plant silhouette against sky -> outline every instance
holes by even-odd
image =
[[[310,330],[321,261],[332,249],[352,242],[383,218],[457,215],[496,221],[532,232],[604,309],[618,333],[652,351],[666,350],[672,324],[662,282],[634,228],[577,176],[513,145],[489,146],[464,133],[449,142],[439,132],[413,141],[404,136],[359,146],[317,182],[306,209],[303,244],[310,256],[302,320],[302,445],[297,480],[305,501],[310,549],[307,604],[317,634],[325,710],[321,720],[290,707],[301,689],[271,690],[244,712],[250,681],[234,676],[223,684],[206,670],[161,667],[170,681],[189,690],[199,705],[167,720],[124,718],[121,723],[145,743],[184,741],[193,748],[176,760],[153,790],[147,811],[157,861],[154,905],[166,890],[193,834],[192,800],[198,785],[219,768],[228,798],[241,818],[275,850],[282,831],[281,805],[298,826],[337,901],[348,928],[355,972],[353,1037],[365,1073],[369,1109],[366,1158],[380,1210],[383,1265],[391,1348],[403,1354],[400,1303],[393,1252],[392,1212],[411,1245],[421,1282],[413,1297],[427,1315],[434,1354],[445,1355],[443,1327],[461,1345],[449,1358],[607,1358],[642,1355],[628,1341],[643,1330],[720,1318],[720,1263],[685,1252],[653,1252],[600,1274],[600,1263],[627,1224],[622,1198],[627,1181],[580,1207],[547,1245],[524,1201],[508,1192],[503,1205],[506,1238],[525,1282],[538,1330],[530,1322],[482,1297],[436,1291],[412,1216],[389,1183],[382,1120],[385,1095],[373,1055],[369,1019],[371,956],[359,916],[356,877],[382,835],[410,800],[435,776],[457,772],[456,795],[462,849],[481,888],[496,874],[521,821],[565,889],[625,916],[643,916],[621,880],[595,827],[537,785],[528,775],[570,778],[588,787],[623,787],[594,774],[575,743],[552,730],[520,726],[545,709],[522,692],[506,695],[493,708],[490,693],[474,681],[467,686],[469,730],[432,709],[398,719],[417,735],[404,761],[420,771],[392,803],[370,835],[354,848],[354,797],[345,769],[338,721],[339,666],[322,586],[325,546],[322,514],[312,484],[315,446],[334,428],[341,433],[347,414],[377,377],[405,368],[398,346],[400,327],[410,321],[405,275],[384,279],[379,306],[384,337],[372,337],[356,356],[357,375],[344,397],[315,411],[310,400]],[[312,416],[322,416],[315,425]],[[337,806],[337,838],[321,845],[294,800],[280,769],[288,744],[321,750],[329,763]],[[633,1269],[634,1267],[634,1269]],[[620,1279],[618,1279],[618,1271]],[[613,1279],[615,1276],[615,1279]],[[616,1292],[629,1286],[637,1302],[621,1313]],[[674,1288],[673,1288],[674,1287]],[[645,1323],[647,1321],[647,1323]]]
..........
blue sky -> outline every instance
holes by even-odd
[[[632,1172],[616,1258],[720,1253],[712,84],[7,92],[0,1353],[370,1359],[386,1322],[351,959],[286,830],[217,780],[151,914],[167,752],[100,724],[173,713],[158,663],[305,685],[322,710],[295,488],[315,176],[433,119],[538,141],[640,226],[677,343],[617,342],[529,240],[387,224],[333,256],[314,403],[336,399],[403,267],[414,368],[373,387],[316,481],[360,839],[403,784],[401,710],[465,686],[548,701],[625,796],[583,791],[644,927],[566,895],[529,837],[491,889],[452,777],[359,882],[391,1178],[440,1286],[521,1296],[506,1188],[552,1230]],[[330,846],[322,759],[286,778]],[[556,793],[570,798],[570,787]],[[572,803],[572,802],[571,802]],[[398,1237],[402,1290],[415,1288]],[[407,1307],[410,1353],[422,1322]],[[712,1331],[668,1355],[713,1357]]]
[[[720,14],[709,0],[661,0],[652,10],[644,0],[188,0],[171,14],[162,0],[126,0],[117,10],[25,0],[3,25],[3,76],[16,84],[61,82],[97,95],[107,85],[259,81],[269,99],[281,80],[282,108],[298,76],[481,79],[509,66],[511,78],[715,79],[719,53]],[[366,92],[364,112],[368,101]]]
..........
[The task]
Wherever a line of the data above contains "outline", copy that line.

[Reply]
plant silhouette against sky -> outline every instance
blue sky -> outline every instance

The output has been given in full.